[Supplied text]:
There Is Always Another Way

Jump back a couple of decades and examine the telephone system. How many miles of twisted-pair copper wire were installed? Millions of miles connected homes to the trunk lines and hundreds of thousands of miles of those.

How many miles of wire will be needed if a developing country wants to add telephone coverage today? Few, maybe none. The technology changed, and it is cheaper to create cell service than create trunk lines and twisted-pair service to houses. Never assume the old ways are the only ways.

Manufacturing

Many have noticed the expanding world of 3D printing, but most don’t recognize the possibilities. The University of Maine has 3D printed a 25-foot boat. It weighs 2.2 tonnes.

Not everything 3D printed must be plastic. Sintering has been a known technology for centuries. Laser-powered additive metal printing is not so different. Better and cheaper ways will appear as time passes, and parts will be more readily available. As manufacturing returns to North America, the cost of machinery and space will be offset in part by the new technology. If you are going to build a factory, you don’t use 10-year-old technology. Would it be exciting if the businesses returning from China were the technology leaders and China used obsolete methods?

Named-object pointing records

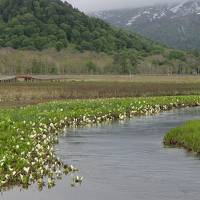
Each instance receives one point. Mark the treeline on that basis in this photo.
(74, 62)
(42, 24)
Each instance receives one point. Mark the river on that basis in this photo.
(125, 161)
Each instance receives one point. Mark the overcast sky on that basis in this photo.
(93, 5)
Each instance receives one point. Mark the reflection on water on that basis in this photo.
(125, 161)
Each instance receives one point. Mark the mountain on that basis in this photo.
(176, 25)
(41, 24)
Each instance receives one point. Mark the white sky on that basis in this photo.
(94, 5)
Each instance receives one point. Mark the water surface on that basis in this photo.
(125, 161)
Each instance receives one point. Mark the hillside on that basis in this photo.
(84, 45)
(41, 24)
(176, 25)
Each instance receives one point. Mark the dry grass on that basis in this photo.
(86, 87)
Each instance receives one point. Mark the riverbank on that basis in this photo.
(28, 134)
(186, 136)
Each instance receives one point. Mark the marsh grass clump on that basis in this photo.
(186, 136)
(28, 134)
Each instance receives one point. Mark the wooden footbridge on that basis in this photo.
(24, 78)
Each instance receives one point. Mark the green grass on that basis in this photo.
(28, 134)
(186, 136)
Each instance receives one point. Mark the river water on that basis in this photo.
(125, 161)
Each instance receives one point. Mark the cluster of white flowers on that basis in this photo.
(33, 157)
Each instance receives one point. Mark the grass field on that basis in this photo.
(91, 87)
(28, 134)
(186, 136)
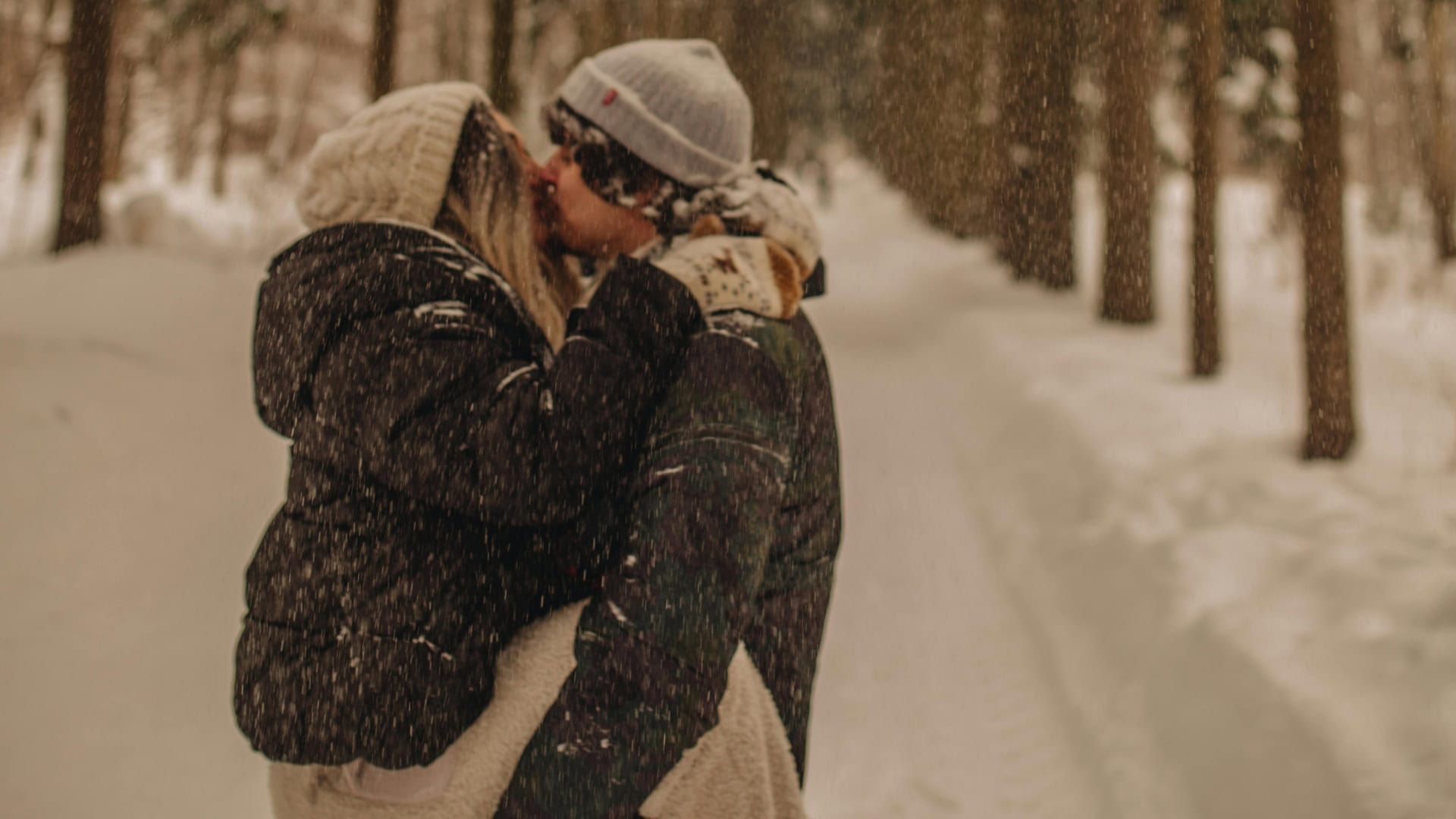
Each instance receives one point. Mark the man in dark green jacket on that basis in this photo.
(733, 525)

[What the task requires]: Copy out the whole text above on telephone wire and 3D printing, word for word.

[Result of this exercise]:
There Is Always Another Way

Jump back a couple of decades and examine the telephone system. How many miles of twisted-pair copper wire were installed? Millions of miles connected homes to the trunk lines and hundreds of thousands of miles of those.

How many miles of wire will be needed if a developing country wants to add telephone coverage today? Few, maybe none. The technology changed, and it is cheaper to create cell service than create trunk lines and twisted-pair service to houses. Never assume the old ways are the only ways.

Manufacturing

Many have noticed the expanding world of 3D printing, but most don’t recognize the possibilities. The University of Maine has 3D printed a 25-foot boat. It weighs 2.2 tonnes.

Not everything 3D printed must be plastic. Sintering has been a known technology for centuries. Laser-powered additive metal printing is not so different. Better and cheaper ways will appear as time passes, and parts will be more readily available. As manufacturing returns to North America, the cost of machinery and space will be offset in part by the new technology. If you are going to build a factory, you don’t use 10-year-old technology. Would it be exciting if the businesses returning from China were the technology leaders and China used obsolete methods?